Natural language region descriptions
++++
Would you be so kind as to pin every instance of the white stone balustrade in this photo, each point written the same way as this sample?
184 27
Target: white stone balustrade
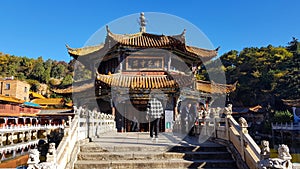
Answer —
19 138
85 124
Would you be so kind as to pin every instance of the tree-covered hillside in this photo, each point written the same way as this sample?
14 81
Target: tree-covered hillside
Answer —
265 75
36 71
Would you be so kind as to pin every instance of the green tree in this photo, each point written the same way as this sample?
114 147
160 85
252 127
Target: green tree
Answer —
67 80
38 70
282 117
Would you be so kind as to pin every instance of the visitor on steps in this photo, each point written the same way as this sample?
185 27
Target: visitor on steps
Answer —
++++
## ACTIVITY
Set down the records in full and exactly. Do not carry over any image.

## WRITTEN ANSWER
Would you be so kind as to pin every instance of the white stone balustrade in this photo, each point written the same way as this sample?
184 27
Target: white stone balustrade
Answer —
19 138
85 124
Would you be so kind as to pin every instance of the tree-covered hillside in this photo, each point written the same way as this sample?
14 81
Target: tree-covered hillside
Answer —
265 75
36 71
Would you be so kind as to pin every instance of the green tree in this photo, each point written the same way as this sample?
114 147
160 85
252 127
Target: green tree
Answer —
67 80
38 70
282 117
Would you be so kind as to pin every instance of the visitor on steps in this photo, each point written the same way as this sample?
185 27
Target: visitor on steps
Answer —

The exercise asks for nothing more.